Task description | Swap "Target" for "Object" wherever it occurs in the entries below, and give the entries again with everything else unchanged.

Information given |
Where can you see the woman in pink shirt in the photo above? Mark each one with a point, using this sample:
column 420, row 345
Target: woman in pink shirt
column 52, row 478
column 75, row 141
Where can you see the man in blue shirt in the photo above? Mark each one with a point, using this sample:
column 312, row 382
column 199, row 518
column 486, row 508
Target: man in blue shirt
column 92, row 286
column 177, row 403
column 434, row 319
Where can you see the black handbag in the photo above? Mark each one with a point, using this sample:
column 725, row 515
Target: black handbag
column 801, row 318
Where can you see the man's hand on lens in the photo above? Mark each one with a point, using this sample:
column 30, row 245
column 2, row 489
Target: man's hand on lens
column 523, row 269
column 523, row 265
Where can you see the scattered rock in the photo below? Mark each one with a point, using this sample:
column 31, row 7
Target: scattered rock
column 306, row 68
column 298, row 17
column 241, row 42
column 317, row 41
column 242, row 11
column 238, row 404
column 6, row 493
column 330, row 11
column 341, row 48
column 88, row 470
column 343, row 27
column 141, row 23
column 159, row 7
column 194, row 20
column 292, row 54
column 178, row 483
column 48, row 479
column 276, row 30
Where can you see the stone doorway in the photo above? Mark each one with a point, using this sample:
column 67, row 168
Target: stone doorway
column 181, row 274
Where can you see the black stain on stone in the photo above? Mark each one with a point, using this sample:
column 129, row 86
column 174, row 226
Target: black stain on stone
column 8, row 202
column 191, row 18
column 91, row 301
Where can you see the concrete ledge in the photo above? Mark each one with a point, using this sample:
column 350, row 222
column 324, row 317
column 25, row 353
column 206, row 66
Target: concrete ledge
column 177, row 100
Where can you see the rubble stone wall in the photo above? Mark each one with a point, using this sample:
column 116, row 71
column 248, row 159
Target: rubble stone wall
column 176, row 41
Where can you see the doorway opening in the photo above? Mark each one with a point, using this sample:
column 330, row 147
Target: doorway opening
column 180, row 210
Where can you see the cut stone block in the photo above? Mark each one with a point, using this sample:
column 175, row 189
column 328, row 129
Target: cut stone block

Expected answer |
Where can you see the woman in pink shirt in the photo above? Mark each one with a point, using this sample:
column 420, row 345
Object: woman in pink shirt
column 52, row 478
column 75, row 141
Where can you see the man in blue shirt in the photo above? Mark each one with a point, using this sample:
column 312, row 382
column 199, row 518
column 486, row 508
Object: man in blue shirt
column 92, row 286
column 177, row 403
column 434, row 319
Where can you see the black handbag in the photo above? Mark each one with a point, using this sample:
column 725, row 515
Object: black handbag
column 801, row 318
Where can you see the man's hand on lens in the photo above? Mark each one with a point, using this sample:
column 30, row 245
column 2, row 489
Object: man's hand on lens
column 523, row 269
column 523, row 265
Where can you see the scattered rock in the photo below? Mark each one with a point, using this sample:
column 31, row 7
Object: scattered rock
column 306, row 68
column 298, row 17
column 241, row 42
column 317, row 41
column 242, row 11
column 238, row 404
column 6, row 493
column 330, row 11
column 341, row 48
column 88, row 470
column 343, row 27
column 141, row 23
column 159, row 7
column 194, row 20
column 292, row 54
column 178, row 483
column 48, row 479
column 276, row 30
Where can you see the stone doorway in the photo above? Mark each one with a point, using this sample:
column 67, row 168
Object: stone doorway
column 181, row 274
Where can you see the black stain on stone in the photo above? Mark each one with a point, using this sample:
column 129, row 86
column 174, row 226
Object: black stain on stone
column 8, row 202
column 191, row 18
column 91, row 301
Where can you see the concrete ledge in the photo above? Mark each one with a point, using this sample:
column 350, row 222
column 324, row 317
column 25, row 353
column 206, row 66
Object: concrete ledge
column 177, row 100
Where can you see the rubble stone wall in the photo above? Mark each one with a point, using this sample:
column 116, row 71
column 248, row 159
Object: rubble stone wall
column 176, row 41
Where can you see the doorway opening in the photo above? Mark each one with a point, using this sample:
column 330, row 147
Object: doorway opening
column 180, row 210
Where can you see the cut stone block in the photo above? Mark each one with a point, using this sample:
column 175, row 189
column 328, row 129
Object: cut stone block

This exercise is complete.